◆ **Region pointing data**:

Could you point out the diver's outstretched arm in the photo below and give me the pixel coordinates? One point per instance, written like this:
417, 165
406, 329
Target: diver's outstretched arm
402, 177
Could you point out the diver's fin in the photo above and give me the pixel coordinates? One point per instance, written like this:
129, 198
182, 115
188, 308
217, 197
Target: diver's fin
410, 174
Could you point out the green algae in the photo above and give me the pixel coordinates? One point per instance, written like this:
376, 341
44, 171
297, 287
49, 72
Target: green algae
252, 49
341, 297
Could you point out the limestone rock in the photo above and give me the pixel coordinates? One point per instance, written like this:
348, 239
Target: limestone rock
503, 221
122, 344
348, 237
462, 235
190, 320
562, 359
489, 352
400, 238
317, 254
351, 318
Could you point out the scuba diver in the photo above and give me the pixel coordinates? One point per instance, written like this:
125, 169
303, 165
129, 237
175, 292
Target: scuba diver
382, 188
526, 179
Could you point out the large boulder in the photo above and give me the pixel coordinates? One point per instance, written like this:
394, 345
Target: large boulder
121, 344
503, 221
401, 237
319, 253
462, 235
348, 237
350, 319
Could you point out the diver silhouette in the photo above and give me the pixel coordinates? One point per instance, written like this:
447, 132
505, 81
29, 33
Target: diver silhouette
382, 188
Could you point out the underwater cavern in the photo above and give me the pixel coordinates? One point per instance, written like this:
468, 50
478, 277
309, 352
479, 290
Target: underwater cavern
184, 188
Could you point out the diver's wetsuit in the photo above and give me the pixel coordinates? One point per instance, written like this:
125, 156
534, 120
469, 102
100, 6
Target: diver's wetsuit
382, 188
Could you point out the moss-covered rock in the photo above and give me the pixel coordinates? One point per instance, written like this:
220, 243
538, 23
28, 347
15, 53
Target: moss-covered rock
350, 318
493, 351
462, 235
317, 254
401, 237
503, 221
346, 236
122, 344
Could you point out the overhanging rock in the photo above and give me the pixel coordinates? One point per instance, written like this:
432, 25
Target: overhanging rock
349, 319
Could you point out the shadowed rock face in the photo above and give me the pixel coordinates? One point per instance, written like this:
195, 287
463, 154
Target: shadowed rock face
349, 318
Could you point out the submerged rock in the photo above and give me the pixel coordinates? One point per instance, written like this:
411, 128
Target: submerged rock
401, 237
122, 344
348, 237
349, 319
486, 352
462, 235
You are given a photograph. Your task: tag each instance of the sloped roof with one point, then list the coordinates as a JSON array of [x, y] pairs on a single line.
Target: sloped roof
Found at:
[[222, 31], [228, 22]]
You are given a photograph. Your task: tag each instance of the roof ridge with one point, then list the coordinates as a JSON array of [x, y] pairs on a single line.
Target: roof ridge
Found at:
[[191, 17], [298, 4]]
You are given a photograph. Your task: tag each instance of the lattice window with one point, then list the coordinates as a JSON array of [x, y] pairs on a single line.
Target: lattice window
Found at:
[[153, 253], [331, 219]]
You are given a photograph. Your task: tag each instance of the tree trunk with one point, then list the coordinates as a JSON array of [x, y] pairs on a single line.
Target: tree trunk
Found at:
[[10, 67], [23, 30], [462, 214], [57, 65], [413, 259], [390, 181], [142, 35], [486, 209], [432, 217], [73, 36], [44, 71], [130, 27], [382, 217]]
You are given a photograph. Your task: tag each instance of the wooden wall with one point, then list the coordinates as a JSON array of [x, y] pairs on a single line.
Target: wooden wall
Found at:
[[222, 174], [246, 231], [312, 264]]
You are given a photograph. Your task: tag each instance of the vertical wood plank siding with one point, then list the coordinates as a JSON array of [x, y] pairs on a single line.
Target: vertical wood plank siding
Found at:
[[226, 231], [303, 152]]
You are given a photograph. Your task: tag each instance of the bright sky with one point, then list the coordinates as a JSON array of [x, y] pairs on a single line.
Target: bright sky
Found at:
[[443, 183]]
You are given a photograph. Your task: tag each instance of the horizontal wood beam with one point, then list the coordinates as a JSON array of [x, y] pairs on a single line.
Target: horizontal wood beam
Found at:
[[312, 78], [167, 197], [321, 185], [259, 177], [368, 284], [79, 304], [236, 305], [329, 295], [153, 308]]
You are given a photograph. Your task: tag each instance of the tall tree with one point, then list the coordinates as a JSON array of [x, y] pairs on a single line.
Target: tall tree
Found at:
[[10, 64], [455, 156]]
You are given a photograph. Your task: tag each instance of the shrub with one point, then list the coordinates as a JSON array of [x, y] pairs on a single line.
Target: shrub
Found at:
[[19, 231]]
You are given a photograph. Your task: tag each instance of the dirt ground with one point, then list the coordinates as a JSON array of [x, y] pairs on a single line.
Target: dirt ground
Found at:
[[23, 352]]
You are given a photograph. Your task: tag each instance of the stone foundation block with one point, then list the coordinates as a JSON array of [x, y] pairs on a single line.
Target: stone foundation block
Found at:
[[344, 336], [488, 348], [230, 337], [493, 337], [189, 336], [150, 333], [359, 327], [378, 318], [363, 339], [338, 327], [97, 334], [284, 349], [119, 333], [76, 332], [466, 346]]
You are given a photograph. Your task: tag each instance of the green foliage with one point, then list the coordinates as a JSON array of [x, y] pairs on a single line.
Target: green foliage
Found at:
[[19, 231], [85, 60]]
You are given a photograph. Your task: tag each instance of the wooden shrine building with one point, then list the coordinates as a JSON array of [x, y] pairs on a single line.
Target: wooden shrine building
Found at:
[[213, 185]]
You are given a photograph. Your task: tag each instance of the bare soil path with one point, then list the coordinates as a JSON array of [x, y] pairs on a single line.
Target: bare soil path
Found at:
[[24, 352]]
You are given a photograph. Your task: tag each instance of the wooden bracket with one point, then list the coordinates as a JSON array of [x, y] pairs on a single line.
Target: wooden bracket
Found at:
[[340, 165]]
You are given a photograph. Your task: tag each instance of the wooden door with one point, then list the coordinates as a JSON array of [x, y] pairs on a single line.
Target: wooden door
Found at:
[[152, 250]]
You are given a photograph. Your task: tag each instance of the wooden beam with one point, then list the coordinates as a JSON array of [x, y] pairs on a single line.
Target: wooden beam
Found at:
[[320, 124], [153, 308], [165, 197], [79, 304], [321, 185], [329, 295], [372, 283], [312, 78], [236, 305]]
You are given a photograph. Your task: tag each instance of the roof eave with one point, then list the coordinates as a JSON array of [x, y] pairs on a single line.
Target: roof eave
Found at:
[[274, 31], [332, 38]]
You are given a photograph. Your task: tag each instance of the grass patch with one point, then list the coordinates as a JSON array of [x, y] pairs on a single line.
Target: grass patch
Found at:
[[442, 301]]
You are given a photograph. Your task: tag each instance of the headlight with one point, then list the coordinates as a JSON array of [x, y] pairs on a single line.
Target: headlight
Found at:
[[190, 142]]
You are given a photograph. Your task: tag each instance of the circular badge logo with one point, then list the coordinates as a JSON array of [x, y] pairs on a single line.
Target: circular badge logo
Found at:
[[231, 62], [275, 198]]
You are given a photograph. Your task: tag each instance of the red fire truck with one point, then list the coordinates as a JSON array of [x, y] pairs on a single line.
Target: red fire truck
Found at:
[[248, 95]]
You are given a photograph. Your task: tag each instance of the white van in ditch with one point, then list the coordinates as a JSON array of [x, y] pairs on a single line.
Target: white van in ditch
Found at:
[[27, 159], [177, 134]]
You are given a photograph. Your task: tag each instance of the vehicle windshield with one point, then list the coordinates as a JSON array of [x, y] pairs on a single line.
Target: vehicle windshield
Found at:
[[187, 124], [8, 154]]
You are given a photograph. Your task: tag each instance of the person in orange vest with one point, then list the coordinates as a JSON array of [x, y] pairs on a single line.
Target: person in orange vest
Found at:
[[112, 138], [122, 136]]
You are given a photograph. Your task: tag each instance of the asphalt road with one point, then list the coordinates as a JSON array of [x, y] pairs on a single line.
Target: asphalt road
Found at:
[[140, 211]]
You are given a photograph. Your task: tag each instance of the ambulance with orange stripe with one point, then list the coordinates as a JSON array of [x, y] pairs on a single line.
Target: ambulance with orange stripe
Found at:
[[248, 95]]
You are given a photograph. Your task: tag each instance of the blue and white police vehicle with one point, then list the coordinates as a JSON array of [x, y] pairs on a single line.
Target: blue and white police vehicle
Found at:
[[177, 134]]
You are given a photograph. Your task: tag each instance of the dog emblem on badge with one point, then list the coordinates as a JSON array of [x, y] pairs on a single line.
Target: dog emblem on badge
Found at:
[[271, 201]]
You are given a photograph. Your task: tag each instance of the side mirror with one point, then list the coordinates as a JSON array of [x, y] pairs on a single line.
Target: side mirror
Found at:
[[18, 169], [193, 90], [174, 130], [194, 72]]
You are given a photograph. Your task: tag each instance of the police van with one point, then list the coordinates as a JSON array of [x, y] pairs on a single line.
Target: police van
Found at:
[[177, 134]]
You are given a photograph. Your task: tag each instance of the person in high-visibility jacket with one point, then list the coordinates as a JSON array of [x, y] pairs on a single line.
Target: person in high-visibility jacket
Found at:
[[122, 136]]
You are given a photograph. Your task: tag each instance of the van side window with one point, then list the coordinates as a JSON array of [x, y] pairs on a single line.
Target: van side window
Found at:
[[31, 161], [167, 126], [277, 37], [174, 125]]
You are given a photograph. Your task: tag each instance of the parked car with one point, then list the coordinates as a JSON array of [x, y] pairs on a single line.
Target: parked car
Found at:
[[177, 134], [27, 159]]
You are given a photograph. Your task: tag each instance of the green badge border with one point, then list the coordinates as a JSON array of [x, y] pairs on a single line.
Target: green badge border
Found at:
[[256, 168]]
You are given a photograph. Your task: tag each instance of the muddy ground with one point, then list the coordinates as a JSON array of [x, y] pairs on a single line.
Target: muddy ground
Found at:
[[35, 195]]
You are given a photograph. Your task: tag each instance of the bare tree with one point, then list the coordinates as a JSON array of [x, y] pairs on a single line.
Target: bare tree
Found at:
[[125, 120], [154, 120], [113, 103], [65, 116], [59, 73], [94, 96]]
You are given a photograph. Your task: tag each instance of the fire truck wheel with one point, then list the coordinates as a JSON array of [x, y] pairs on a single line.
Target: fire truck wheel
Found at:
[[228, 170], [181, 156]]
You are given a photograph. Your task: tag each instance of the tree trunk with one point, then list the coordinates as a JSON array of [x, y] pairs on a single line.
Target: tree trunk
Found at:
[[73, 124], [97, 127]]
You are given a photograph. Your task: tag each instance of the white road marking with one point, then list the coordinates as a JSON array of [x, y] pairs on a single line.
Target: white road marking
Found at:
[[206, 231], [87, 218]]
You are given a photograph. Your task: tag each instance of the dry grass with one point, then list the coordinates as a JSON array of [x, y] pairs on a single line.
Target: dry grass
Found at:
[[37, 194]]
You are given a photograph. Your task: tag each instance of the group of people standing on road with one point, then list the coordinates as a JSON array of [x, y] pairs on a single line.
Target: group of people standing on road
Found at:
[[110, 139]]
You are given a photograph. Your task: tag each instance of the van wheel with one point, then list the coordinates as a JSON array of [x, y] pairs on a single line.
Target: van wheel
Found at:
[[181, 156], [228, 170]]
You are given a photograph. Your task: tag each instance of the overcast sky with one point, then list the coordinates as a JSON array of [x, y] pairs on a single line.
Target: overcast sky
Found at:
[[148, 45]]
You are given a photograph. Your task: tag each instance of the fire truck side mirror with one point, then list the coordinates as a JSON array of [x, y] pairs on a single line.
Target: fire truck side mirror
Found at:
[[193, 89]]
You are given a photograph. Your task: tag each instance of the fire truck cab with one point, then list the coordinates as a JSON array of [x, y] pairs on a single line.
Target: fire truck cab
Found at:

◆ **Aim of the task**: Line count for "foliage": determine it from the data and answer with the number by itself.

◆ **Completed exercise**: 2